**TASKS TO COMPLETE**.
[a] According to the blog post about chives and savory crepes, for how long has the writer's book club been meeting monthly?
[b] Continue the blog post about chives and savory crepes from where it stops.

Monday, June 1, 2009

Chives: Beautiful Bouquet and Savory Crepes

Really great Saturday at the green market. I saw the first lettuces of the season, as well as the first sugar snap peas (I bough a pound!), among other treats. But what struck me was the number of stalls selling chives. I used to grow chives on my fire escape, but the plant, which is a perennial, succumbed to some odd disease/bug infestation last year. Although I never let them get to the flowery stage, perhaps I should have as my informal research shows that most vendors charge twice as much for chives with blossoms (as compared to those without)! Luckily, I found a vendor charging a fair price, and picked up a nice little bouquet -- some for display but the rest for cooking. First dish - crepes. I am in a book club (which has been going strong, meeting monthly for at least four years now) and had the pick this month. My choice? "Julie and Julia" so I thought it would be fun to whip up a few recipes inspired by the book, including savory crepes. The girls are coming over tomorrow to discuss and eat, so I pre-made the crepes which is a good thing SINCE IT TOOK ME TWO HOURS.

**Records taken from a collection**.
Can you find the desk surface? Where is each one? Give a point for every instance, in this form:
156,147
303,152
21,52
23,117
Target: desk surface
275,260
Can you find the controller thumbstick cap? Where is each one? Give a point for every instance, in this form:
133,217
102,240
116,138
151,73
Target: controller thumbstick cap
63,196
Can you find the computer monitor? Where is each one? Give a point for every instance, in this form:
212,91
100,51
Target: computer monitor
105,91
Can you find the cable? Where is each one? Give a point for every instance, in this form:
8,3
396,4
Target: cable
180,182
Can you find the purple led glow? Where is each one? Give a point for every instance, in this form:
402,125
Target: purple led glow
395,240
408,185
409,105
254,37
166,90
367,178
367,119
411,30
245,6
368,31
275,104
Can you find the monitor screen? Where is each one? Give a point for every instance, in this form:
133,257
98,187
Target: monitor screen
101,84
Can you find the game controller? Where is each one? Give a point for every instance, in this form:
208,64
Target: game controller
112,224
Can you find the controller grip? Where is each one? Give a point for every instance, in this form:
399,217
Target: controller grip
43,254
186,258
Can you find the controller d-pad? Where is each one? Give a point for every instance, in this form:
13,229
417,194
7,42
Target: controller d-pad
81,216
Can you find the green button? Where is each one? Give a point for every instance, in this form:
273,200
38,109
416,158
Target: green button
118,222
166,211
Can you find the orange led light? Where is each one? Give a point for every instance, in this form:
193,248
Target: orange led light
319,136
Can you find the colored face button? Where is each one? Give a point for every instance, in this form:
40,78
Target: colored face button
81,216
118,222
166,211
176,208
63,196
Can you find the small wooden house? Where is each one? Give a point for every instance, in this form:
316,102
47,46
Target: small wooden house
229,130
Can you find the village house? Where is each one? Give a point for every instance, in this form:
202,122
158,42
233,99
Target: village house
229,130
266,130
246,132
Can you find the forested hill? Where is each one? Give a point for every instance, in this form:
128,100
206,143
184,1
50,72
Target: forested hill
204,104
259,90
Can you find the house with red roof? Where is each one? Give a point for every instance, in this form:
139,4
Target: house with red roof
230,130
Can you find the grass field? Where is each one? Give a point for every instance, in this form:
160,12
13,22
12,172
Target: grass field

**ANSWERS BELOW**.
[a] At least four years.

[b]
The batter was a cinch, especially since I got to use my Pampered Chef batter bowl for the first time. But with a double batch of batter and one 6-inch skillet, cooking took forever. I did work out a good system in the end:

1. Most recommend using a quarter cup measuring cup to scoop batter. I filled it 3/4 of the way full. I also used a utensil pot clip to hang the measuring cup off my batter bowl and avoid a mess (or another dish to wash).

2. Although I used a non-stick frying pan, I did baste the bottom with Canola oil before pouring the batter in. A silicon basting brush worked for me, and I ended up using about a tablespoon of oil all together.

3. Julia Child apparently flipped crepes with her fingers. I was not that brave. When it was time, I tilted the pan away from me and grabbed the edge with a pair of silicon tongs (which can also be used for fish, as a grabber for items on a high shelf, etc.).

4. I slid the cooked crepes onto a wire rack "second side down." Although many times I was tempted to flip it to see how that side had cooked, invariably, the crepe tore every time I tried.

5. I had to lower my burner after a while since my pan retained a lot heat.

6. After a few minutes cooling, I stacked the cooked crepes in foil separated with parchment and dumped the entire thing in a ziplock and threw in the fridge.